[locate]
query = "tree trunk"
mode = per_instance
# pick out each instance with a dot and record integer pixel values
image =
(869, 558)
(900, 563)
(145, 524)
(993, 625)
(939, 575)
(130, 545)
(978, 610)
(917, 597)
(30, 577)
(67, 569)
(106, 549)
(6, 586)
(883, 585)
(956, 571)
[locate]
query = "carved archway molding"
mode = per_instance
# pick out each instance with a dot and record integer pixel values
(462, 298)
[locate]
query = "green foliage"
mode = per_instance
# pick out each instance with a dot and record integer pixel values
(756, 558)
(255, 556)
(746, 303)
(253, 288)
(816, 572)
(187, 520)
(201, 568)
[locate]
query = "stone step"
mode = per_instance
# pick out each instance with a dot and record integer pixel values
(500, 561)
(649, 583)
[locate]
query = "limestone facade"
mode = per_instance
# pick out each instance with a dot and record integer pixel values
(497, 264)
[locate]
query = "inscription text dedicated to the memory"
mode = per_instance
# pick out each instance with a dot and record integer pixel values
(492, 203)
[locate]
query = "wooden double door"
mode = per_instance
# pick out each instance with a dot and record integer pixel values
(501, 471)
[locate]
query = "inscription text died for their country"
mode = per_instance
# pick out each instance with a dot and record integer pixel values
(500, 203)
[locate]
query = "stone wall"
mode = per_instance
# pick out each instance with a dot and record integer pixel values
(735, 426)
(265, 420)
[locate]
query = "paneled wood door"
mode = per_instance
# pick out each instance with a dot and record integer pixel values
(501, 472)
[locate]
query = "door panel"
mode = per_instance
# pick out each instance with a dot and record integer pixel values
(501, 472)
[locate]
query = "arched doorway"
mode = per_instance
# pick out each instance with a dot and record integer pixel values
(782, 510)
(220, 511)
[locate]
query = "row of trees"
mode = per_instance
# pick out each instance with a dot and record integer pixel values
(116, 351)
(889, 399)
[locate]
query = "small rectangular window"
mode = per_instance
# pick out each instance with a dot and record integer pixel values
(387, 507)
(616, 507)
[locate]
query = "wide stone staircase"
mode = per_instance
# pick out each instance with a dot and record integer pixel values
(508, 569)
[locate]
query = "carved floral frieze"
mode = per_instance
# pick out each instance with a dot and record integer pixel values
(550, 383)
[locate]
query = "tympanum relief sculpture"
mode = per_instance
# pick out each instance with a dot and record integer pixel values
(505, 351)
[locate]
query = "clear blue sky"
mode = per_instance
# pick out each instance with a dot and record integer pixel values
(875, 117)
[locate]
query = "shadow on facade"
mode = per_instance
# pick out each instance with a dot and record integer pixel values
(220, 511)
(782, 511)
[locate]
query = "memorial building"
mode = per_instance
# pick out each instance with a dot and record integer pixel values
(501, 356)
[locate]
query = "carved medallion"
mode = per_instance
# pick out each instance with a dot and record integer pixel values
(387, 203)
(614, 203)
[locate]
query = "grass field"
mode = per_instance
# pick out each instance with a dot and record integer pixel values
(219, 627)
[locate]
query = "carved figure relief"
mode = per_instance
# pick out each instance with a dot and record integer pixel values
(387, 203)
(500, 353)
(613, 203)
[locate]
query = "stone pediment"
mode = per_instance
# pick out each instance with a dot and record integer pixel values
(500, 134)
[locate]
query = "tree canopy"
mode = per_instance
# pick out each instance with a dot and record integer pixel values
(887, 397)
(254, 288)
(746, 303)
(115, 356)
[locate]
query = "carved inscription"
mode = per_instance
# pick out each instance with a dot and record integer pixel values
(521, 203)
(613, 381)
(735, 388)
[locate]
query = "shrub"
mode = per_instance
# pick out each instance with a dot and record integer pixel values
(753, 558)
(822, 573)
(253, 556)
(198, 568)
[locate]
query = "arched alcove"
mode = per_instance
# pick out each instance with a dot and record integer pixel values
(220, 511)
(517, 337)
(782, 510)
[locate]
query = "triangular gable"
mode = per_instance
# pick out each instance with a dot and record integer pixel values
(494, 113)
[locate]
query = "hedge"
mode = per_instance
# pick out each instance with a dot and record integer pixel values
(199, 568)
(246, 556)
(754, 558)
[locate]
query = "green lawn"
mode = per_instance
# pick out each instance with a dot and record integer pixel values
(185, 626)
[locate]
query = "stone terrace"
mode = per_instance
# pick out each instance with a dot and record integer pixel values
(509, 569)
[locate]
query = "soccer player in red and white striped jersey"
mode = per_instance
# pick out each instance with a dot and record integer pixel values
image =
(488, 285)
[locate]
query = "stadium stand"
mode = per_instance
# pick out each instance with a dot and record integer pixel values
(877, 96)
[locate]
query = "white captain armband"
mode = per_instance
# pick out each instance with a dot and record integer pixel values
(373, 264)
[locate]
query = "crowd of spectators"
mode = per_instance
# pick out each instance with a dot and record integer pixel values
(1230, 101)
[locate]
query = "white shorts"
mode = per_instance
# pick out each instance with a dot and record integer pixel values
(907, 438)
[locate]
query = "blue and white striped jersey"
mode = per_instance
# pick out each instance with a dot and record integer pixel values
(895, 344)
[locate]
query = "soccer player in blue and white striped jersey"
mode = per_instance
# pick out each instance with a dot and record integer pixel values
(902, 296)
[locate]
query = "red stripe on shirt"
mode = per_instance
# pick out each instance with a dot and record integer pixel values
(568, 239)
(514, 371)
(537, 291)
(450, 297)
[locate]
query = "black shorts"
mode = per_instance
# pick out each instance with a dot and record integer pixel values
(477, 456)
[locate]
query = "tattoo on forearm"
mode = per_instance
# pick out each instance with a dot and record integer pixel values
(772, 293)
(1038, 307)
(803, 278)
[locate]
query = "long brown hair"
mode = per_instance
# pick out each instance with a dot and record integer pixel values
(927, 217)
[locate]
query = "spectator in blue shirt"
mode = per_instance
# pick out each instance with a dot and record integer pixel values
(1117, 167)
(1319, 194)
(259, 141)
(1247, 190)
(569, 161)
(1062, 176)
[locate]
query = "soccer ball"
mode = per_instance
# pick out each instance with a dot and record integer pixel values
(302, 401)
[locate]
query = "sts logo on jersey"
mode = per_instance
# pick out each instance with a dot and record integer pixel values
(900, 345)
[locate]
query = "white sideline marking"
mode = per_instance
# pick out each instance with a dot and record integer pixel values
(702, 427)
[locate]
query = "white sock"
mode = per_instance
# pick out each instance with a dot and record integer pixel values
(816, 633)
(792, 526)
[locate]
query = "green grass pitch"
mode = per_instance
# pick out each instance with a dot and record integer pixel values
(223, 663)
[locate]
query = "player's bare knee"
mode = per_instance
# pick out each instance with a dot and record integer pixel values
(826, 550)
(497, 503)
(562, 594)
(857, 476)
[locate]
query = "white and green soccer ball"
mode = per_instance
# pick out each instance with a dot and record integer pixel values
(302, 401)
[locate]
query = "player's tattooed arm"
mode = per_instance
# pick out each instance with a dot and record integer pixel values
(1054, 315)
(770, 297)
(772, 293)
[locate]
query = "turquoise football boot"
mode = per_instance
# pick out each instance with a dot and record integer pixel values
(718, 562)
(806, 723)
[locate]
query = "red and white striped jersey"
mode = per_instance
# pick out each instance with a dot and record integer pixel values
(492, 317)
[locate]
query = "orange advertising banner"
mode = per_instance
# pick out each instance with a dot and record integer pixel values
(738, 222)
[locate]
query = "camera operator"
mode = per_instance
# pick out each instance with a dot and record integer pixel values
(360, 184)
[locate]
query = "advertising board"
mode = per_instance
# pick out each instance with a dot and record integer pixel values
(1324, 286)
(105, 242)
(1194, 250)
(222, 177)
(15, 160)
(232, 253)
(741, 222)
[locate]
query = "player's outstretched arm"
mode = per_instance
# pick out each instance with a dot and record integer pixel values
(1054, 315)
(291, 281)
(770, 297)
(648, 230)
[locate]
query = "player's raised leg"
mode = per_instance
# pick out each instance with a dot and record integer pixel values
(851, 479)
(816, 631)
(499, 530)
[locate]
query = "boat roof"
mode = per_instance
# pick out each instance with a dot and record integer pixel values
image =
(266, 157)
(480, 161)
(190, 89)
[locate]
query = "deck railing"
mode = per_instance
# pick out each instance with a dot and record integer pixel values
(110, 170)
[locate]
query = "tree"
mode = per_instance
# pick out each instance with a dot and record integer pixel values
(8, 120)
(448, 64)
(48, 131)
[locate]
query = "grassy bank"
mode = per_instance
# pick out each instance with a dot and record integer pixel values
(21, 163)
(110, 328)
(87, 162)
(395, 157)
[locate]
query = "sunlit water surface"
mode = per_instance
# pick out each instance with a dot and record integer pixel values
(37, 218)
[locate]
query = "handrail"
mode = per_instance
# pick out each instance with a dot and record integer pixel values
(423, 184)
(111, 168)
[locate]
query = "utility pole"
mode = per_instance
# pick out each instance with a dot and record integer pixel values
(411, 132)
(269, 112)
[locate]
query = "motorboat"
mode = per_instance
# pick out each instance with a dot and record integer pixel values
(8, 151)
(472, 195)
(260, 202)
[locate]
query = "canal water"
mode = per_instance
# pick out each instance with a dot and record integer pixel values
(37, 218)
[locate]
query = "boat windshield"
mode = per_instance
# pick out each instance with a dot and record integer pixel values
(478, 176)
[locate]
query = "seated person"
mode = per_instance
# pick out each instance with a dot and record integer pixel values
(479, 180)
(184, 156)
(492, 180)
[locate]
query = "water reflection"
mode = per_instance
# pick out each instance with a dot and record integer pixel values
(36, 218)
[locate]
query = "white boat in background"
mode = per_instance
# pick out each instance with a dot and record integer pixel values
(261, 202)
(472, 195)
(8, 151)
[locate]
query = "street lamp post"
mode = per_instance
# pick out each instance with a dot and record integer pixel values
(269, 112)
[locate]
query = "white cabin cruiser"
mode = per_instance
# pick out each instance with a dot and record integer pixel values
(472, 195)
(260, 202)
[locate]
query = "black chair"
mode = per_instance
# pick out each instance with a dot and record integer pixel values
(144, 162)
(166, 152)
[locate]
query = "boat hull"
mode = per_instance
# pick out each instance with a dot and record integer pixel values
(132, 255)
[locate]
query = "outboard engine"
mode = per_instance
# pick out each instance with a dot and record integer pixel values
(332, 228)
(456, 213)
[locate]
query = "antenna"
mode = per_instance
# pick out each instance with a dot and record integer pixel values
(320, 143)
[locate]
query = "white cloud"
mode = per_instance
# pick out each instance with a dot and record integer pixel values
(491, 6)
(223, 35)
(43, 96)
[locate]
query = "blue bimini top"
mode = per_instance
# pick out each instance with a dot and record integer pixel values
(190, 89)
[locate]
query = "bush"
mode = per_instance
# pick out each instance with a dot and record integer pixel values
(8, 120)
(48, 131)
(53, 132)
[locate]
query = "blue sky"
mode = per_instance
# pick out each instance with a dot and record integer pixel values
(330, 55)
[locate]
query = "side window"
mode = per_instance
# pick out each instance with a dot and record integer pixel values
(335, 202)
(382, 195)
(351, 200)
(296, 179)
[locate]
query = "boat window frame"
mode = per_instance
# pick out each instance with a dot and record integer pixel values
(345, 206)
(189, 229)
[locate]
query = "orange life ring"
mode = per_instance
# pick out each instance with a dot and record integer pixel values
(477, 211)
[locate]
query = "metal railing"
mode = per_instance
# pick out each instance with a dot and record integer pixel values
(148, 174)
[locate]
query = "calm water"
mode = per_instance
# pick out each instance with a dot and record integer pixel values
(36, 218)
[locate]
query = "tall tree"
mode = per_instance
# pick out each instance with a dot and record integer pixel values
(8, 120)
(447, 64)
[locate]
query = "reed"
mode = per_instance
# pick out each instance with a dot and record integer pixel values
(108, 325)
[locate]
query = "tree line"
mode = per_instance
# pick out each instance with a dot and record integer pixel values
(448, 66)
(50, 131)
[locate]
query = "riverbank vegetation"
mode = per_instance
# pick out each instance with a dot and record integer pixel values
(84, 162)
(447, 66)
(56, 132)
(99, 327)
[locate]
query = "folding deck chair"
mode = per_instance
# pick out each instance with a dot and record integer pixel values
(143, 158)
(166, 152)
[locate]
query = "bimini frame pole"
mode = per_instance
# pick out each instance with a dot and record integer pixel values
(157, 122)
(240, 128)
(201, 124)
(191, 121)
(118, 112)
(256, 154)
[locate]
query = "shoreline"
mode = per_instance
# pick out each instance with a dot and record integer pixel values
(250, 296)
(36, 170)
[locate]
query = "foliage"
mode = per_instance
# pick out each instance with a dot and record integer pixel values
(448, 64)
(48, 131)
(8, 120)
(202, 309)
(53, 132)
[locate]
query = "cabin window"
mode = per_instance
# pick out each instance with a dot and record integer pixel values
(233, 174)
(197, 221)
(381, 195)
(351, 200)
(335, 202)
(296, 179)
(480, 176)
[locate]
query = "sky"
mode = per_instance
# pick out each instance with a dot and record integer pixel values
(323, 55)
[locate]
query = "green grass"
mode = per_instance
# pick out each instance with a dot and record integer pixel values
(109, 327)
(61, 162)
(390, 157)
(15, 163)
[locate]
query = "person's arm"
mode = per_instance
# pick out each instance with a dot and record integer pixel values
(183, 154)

+--

WHAT IS BEING ASKED: Copy out every line of the material above that contains the string "inscription".

SOLUTION TO THE EXERCISE:
query = "inscription text dedicated to the memory"
query = "inscription text died for their country"
query = "carved inscription"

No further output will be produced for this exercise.